● Data for this exercise:
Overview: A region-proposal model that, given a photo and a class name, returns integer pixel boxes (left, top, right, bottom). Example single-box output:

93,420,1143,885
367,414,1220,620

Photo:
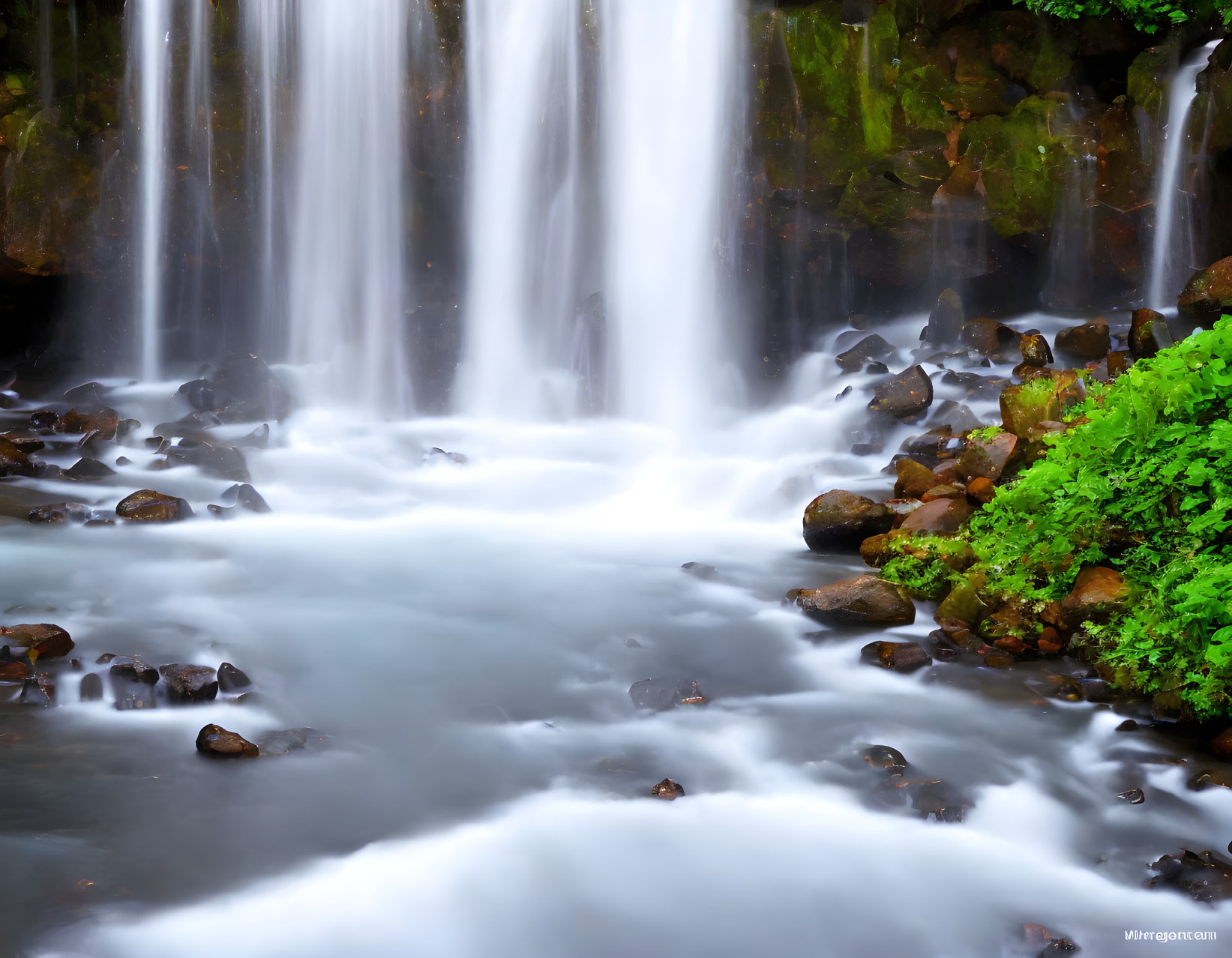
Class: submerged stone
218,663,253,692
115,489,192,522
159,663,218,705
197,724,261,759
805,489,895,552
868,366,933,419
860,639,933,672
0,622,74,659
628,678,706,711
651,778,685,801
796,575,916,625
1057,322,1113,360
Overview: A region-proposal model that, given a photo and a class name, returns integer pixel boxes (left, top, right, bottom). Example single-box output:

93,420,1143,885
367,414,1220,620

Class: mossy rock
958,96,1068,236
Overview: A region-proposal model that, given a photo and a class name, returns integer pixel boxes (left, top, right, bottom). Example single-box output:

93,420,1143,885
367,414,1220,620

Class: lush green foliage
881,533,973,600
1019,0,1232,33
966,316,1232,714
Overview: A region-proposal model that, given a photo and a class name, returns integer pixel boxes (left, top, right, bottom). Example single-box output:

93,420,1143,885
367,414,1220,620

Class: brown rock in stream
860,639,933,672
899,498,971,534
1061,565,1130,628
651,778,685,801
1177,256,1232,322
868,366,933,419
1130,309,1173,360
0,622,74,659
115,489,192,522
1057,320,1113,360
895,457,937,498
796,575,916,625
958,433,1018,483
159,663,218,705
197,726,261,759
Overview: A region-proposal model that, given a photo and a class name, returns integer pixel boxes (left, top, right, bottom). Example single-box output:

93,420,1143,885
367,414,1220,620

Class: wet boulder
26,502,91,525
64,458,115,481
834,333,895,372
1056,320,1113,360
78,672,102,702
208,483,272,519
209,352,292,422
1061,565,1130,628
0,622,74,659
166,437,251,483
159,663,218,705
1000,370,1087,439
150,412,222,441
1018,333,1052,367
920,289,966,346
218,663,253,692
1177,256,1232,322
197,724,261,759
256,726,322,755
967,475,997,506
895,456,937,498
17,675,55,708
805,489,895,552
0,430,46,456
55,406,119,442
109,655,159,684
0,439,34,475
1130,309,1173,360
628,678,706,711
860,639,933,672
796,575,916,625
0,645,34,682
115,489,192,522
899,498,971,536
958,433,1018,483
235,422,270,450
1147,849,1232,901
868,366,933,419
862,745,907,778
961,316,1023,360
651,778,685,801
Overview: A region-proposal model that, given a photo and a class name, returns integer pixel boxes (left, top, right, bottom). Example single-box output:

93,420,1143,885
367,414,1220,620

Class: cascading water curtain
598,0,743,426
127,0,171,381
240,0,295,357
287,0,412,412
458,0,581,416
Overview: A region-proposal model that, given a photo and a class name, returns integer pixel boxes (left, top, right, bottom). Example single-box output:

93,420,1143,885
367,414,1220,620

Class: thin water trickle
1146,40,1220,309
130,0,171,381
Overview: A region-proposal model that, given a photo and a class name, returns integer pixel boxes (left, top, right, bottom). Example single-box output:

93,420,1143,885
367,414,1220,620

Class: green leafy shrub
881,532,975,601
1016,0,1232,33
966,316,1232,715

● Problem details:
Can you rewrite the data from its first line through the line containing "197,726,261,759", keeping every line but raising each box coordinate in the answers by 34, and leaving the picture out?

● Response for this exercise:
Overview: A region-proposal model that, given a photo and a class name, returns integer pixel boxes (left, top, right, bottom). Example single-box output:

93,420,1143,885
367,414,1220,620

Photo:
Class: submerged stone
252,697,287,726
149,523,226,556
193,697,252,739
231,758,295,793
839,523,929,586
902,400,967,453
894,673,967,706
34,656,108,693
662,712,740,745
685,812,719,835
830,609,950,659
1091,356,1147,394
Overview: A region-proposal model that, given a photo and a class name, returns integer pixel boxes (left, top, right, bottom). Example single-box output:

93,420,1143,885
367,414,1220,620

Class: mossy rock
992,130,1102,270
Overview: A region-proposal model that, given a photo and a class name, returns integer pixel boxes (left, top, right, bottom). Example single-box output:

93,420,1143,885
367,414,1220,620

Class: lush green foliage
915,567,1007,634
1053,34,1266,67
1000,350,1266,748
Overview: A region-proposal model that, given a photo and a class name, returns integer pixel boxes (left, top, right, bottom). Example single-box output:

93,420,1143,885
367,414,1220,620

Class: brown rock in stream
894,673,967,706
933,532,1005,568
1095,599,1164,662
685,812,719,835
1211,290,1266,356
902,400,967,453
1164,343,1207,394
34,656,108,693
149,523,226,556
1091,354,1147,394
929,491,971,532
830,609,950,659
992,467,1052,517
193,697,252,739
231,760,295,793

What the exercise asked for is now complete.